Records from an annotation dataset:
════════

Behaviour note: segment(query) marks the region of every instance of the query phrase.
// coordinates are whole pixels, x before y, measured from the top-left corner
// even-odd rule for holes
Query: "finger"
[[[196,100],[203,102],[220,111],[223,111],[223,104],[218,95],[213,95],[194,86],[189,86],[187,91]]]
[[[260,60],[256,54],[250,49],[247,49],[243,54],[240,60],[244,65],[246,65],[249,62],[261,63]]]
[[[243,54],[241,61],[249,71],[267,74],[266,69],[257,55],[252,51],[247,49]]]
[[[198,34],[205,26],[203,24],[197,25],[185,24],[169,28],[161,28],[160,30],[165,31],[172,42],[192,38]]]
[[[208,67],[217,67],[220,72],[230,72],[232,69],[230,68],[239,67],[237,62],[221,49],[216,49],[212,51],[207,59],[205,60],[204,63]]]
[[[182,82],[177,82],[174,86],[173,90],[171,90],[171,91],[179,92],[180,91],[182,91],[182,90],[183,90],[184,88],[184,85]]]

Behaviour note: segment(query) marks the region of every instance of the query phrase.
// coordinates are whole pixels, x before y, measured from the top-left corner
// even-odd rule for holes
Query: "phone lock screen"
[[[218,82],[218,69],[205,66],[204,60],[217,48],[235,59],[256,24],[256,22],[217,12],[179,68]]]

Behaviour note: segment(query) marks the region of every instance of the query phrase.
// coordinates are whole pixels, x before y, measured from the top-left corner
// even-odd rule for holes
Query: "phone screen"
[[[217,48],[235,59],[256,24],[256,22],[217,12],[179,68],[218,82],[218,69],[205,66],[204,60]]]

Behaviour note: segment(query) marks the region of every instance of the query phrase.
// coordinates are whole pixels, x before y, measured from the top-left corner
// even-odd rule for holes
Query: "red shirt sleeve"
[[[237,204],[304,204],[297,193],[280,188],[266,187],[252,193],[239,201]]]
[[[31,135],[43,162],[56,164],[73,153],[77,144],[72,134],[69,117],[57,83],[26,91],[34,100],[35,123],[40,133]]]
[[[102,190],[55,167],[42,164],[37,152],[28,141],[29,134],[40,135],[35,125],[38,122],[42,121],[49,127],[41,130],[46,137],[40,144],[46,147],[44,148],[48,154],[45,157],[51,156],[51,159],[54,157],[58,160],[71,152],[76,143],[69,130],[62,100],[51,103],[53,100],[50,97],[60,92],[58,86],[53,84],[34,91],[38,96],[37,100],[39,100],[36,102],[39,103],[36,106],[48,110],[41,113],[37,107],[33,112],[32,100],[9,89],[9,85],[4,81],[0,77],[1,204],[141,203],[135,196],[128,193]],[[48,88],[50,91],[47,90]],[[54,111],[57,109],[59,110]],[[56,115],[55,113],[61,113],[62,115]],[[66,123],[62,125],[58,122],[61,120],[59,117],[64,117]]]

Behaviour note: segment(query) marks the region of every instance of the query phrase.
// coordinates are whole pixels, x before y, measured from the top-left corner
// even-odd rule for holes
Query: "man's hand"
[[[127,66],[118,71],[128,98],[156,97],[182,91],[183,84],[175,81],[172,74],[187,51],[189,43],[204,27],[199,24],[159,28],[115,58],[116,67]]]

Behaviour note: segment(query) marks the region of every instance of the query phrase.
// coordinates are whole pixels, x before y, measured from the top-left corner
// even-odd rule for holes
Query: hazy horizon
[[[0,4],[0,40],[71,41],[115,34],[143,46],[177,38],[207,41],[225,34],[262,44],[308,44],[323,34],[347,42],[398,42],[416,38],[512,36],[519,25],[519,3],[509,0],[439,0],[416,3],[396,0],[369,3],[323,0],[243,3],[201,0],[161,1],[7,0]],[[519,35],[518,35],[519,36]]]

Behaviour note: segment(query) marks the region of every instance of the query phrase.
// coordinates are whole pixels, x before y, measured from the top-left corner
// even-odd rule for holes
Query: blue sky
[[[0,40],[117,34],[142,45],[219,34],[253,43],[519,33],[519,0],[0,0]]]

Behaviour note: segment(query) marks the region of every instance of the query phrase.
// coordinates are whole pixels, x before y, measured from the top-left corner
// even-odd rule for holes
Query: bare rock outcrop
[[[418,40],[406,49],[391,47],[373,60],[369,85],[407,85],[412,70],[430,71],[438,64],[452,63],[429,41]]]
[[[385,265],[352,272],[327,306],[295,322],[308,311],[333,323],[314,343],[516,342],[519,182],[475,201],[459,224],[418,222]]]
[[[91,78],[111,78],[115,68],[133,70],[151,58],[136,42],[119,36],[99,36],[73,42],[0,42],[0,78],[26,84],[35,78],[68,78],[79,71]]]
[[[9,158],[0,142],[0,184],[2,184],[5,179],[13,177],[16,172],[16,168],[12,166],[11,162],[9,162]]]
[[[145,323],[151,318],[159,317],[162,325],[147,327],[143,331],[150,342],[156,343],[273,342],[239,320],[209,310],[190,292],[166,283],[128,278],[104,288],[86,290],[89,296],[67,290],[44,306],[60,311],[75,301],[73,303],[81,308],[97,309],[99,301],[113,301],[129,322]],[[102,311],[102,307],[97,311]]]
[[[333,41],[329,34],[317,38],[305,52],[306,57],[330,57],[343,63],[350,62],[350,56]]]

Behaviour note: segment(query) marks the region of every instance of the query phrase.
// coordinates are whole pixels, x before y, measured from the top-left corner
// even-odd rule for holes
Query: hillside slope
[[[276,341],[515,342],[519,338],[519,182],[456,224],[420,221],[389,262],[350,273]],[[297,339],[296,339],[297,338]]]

════════

Exercise instructions: Pull out every line of the records above that contains the string "screen", matching case exactly.

Final result:
Query: "phone lock screen"
Query: "phone screen"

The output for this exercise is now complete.